---------- Text excerpt ----------

Instead someone called us and said that same doctor had seen Patrick hadn’t had a heart cath done in two years so he ordered one to be done prior to the pacemaker lead procedure.


During that heart cath they found Patrick had four blockages in his arteries that needed to be addressed.


Four. 


And when they opened his chest to perform the surgery they ended up doing six.


Now, imagine if Patrick had been put under anesthesia, his body already stressed due to heart failure and inflicted with even more stress of a procedure that required implanting the ends of these leads directly into his heart tissue. Imagine that procedure being done with six blockages in the heart.


So do I think someone was watching over us in those days, when we assumed our visit to the Anchorage hospital would be in and out? I absolutely do. Call it God, call it the universe, call it anything you want. But Patrick was not meant to have that procedure the day the doctor didn’t have Patrick on his schedule.


(As a side note, five days later I went into labor and delivered our second child on another floor at that very same hospital. Patrick’s nurse wheeled him up so he could be there. That’s our second birth story. Quite unique!)


So call it what you will. I believe things have played out in Patrick’s life exactly the way they were supposed to. This includes things that have happened in the past, things happening right now, and things Patrick is currently going through that will be used for a purpose in the future. 


Patrick’s gastric emptying scan showed nothing out of the norm, so the second scan done on November 8th was a biliary scan. This one also went off without a hitch, and the results came back perfectly normal. 


One thing I would like to note here is the wide range of emotions going on inside my mind upon hearing the results of a biliary scan. Yes, normal was good. Yes, it means we move onto the next scan and proceed as planned. And I would never want a negative result from one of these scans. One of the things they are looking for is cancer. The C word. Horrifying in its own right.


But upon hearing the biliary scan was normal the fact that we were one step closer to the heart transplant brought instant tears to my eyes. 


One step closer to Patrick getting on the list.


One step closer to Patrick moving to Seattle without us.


One step closer to the call saying there is a heart available.


One step closer to the do-or-die surgery that could save Patrick’s life or end it.

---------- Records supplied ----------

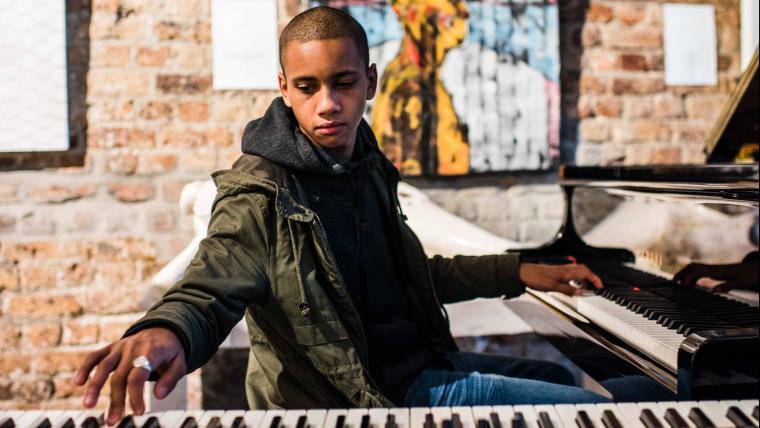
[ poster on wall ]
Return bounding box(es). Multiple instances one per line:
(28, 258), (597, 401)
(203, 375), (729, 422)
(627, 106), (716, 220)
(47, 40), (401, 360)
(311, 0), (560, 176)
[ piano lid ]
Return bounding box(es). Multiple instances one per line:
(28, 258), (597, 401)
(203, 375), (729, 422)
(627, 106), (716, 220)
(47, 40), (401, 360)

----------
---------- Records supplied ----------

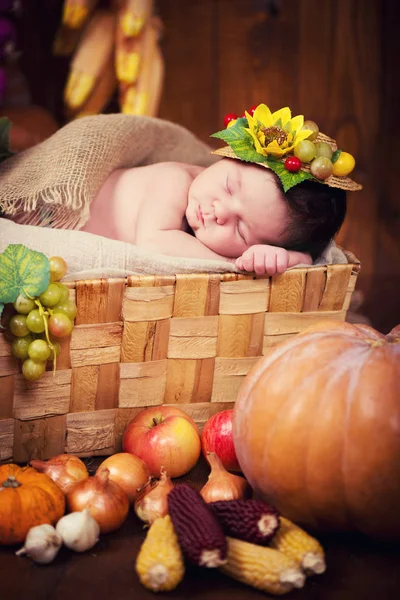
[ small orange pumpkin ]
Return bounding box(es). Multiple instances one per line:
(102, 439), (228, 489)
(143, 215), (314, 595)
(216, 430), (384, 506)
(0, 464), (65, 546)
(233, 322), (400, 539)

----------

Carry on the account of Patrick's heart transplant evaluation, picking up after its last sentence. The rows have no connection to the account of Patrick's heart care.

I have talked to a lot of people about this journey and one thing I always say is it's a bittersweet one. The things we look forward to are accompanied by unimaginable hardship. At times it feels unfair. At others, miraculous. There may come a day when someone else’s heart beats inside Patrick’s chest. How much more awful and how much more wonderful can a single circumstance be?


I often say, “One day at a time. One step at a time.” That reminds me of the Serenity Prayer Patrick and I memorized when we were doing Celebrate Recovery so he could enter the local jail to do prison ministries.


God, grant me the serenity
to accept the things I cannot change,
the courage to change the things I can,
and the wisdom to know the difference.
Living one day at a time,
enjoying one moment at a time;
accepting hardship as a pathway to peace;
taking, as Jesus did,
this sinful world as it is,
not as I would have it;
trusting that You will make all things right
if I surrender to Your will;
so that I may be reasonably happy in this life
and supremely happy with You forever in the next.
Amen.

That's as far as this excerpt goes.